Information given
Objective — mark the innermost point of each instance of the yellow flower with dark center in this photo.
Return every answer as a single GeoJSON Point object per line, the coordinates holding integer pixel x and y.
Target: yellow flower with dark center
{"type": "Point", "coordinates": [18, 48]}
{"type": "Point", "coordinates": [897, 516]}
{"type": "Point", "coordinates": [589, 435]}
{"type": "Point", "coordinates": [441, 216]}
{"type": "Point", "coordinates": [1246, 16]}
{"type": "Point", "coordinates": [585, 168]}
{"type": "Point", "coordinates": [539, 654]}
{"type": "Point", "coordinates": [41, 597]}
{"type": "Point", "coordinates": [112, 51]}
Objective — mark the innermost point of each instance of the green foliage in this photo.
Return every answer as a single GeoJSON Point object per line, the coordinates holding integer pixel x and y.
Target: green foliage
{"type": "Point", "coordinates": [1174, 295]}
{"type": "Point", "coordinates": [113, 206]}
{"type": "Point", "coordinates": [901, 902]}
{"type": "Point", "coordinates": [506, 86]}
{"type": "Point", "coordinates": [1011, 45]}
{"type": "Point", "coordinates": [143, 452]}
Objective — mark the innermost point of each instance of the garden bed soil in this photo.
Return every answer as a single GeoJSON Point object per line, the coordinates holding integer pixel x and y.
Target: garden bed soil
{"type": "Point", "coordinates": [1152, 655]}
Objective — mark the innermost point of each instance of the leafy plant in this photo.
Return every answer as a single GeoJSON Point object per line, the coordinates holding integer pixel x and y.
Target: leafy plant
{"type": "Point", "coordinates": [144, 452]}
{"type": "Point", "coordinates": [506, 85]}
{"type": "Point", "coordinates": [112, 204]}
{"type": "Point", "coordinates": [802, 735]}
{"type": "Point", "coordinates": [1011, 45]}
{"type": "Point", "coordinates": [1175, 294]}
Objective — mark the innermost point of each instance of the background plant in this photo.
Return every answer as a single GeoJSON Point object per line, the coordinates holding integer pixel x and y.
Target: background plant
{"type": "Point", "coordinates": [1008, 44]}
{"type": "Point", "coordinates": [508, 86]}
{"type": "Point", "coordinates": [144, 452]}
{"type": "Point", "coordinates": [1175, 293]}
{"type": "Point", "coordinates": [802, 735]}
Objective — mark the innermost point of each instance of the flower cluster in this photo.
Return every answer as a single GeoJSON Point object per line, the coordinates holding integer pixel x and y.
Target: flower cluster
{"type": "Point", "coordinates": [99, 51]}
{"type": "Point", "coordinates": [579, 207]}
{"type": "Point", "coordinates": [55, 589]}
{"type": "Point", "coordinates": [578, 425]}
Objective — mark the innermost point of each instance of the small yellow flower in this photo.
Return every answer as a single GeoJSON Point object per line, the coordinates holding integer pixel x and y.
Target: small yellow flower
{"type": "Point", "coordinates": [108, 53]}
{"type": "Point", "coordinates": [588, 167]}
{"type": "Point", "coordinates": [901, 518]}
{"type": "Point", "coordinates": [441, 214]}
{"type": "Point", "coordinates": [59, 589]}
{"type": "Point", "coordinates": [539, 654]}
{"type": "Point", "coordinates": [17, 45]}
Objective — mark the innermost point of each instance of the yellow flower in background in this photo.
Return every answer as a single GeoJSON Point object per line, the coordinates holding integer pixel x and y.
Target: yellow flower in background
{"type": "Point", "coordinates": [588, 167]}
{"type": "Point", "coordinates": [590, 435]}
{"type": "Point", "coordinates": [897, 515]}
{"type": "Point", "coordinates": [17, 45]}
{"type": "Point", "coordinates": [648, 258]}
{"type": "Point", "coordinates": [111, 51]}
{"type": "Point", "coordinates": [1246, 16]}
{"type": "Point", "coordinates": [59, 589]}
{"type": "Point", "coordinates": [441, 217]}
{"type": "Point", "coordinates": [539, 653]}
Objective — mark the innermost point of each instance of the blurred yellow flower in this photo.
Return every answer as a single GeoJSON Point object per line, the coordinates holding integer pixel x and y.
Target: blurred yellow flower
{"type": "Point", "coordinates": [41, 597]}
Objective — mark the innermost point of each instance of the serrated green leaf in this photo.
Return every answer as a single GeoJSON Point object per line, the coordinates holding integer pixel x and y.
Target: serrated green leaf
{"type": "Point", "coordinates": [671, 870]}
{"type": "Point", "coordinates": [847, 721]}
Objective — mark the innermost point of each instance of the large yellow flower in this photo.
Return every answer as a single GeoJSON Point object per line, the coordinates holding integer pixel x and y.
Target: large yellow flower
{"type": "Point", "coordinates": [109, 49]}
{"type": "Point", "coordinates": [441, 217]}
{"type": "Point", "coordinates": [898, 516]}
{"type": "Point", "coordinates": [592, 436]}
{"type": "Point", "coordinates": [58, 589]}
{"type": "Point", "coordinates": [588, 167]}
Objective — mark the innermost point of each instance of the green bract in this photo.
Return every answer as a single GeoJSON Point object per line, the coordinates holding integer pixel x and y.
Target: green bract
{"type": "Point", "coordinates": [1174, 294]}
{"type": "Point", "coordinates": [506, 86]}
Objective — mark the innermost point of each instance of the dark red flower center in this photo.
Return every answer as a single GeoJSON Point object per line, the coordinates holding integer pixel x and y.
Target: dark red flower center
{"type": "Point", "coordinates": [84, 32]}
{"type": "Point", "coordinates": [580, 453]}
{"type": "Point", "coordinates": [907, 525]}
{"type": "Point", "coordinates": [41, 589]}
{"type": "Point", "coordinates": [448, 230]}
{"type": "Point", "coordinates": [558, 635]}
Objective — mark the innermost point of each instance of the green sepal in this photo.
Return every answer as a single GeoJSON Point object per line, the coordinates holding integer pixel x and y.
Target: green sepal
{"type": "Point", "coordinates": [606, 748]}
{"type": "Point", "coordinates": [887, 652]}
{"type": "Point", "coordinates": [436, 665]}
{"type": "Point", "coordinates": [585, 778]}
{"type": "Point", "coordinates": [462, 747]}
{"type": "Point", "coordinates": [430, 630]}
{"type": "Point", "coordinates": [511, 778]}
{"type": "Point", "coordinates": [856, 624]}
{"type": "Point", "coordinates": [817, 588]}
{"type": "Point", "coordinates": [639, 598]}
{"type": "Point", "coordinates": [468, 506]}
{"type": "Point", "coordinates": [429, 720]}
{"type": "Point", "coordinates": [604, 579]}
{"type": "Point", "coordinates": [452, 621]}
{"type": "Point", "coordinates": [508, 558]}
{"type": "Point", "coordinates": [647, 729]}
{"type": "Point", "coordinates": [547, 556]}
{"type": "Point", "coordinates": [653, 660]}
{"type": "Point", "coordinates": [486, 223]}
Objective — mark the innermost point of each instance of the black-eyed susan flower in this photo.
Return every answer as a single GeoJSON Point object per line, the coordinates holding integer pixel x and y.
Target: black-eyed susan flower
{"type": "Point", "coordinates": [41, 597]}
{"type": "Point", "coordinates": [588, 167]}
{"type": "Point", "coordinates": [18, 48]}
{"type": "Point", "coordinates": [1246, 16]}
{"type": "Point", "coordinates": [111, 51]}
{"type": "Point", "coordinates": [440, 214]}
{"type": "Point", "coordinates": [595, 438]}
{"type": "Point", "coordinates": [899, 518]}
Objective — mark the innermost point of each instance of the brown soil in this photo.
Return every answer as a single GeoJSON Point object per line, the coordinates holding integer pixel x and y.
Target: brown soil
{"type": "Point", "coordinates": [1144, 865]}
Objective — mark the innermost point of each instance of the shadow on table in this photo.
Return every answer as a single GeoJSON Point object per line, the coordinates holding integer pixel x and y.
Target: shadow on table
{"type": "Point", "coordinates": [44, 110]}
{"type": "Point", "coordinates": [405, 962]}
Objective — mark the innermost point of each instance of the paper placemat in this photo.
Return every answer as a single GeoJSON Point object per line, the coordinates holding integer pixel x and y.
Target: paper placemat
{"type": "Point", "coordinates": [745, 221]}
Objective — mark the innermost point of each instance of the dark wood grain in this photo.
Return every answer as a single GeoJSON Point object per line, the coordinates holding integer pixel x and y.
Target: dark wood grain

Try it
From the data above, copy each line where the string "grain" appears.

Solved problem
Objective — mark the innermost point of each instance of the dark wood grain in this photo.
Target: dark wood grain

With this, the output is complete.